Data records

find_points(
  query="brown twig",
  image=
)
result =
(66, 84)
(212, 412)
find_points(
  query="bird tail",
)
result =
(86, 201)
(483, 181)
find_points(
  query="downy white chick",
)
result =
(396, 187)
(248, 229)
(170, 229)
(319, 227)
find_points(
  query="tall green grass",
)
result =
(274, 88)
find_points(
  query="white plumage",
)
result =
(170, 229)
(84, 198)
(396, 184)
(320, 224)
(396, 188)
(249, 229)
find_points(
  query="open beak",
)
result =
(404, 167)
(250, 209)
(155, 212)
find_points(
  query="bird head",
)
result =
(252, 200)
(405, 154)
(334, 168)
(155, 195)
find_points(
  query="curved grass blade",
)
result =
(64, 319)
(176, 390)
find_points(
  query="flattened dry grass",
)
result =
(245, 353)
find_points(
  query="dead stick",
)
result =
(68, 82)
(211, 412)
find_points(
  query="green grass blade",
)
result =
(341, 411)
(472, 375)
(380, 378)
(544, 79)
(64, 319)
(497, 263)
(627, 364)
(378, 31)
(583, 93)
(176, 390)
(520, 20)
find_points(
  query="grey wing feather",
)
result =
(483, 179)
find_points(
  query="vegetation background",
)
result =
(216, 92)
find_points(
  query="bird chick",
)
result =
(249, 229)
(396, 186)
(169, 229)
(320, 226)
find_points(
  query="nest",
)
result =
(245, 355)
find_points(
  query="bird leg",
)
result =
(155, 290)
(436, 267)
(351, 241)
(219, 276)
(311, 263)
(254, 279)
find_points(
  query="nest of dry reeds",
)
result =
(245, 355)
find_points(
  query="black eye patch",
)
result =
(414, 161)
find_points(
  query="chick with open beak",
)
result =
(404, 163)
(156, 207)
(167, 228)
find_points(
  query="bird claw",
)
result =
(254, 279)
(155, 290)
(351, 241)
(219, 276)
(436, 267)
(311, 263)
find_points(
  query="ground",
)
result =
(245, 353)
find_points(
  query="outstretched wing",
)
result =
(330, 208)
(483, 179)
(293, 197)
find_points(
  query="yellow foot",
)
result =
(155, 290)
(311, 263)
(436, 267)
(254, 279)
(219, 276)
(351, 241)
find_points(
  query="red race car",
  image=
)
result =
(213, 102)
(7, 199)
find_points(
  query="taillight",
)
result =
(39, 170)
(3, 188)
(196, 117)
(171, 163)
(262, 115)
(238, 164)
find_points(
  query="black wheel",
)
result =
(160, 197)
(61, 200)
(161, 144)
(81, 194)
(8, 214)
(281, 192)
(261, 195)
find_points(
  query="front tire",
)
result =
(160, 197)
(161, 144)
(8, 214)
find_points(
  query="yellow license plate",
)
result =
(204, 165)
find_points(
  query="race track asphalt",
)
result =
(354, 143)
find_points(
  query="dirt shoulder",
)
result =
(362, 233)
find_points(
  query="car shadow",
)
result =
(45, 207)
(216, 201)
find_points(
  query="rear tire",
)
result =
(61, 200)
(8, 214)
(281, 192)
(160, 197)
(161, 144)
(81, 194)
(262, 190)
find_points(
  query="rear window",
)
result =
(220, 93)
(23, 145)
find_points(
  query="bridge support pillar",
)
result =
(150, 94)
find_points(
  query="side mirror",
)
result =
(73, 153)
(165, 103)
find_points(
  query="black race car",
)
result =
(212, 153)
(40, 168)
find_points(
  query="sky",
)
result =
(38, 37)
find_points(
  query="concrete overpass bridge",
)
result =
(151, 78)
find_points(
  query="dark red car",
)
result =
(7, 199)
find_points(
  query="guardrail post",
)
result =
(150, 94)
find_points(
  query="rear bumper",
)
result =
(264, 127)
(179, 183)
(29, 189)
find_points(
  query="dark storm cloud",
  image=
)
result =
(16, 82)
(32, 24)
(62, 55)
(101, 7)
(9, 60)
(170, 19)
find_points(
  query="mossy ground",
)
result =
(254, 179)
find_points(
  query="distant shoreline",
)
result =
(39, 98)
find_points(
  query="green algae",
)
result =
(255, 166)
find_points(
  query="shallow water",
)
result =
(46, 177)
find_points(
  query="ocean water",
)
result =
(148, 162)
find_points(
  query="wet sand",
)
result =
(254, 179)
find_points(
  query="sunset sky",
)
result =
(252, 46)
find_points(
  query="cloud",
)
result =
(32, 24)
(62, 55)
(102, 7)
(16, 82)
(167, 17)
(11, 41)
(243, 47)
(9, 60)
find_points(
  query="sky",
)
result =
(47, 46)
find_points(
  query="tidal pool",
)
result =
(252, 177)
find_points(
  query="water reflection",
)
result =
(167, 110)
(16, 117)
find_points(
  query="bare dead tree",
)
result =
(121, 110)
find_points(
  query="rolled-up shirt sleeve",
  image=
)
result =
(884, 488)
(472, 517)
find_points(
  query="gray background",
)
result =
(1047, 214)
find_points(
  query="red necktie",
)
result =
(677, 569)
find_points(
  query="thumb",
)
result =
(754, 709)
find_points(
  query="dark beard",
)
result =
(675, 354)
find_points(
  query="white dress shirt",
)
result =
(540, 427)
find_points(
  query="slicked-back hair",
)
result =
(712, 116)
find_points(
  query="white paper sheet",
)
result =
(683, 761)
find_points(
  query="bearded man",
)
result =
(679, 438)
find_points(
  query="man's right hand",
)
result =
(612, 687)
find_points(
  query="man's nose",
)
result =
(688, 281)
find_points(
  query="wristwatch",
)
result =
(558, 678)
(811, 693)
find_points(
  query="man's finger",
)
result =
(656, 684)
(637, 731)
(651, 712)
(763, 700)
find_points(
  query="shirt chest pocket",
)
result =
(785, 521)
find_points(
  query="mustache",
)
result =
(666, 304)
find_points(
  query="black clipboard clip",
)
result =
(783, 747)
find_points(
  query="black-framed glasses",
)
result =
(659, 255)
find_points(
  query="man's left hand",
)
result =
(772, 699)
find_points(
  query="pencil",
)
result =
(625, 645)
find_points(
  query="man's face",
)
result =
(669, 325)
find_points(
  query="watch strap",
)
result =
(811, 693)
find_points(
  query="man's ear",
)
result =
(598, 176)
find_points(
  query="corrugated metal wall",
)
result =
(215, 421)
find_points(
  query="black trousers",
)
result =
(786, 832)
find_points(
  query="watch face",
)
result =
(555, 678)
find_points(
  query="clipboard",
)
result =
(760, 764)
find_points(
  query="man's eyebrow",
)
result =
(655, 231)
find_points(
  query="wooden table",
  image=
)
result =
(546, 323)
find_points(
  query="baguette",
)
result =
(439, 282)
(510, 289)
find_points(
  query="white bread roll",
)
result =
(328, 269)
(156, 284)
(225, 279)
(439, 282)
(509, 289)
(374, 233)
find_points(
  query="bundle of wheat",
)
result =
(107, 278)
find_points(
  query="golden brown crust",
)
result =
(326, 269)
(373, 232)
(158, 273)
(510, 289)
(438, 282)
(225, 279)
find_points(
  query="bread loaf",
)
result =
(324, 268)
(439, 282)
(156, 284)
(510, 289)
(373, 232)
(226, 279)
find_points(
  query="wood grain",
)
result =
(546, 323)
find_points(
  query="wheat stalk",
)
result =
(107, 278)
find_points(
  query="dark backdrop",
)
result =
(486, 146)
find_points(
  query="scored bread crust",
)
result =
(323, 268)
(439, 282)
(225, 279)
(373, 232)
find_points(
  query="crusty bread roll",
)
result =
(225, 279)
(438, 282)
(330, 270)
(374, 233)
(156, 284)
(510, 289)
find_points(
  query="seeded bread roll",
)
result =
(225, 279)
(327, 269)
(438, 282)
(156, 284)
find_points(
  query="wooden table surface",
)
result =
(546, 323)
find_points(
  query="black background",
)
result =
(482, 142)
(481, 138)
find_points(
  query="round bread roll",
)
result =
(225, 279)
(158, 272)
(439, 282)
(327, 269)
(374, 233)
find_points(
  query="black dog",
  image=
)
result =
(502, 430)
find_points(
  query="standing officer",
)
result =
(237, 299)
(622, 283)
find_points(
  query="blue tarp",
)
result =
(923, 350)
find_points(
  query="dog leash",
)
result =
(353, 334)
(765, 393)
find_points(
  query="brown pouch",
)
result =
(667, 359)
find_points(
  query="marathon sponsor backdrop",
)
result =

[Exercise prompt]:
From the records above, pull every line that carries the word "wooden".

[Exercise response]:
  query="wooden table",
  query="wooden table surface",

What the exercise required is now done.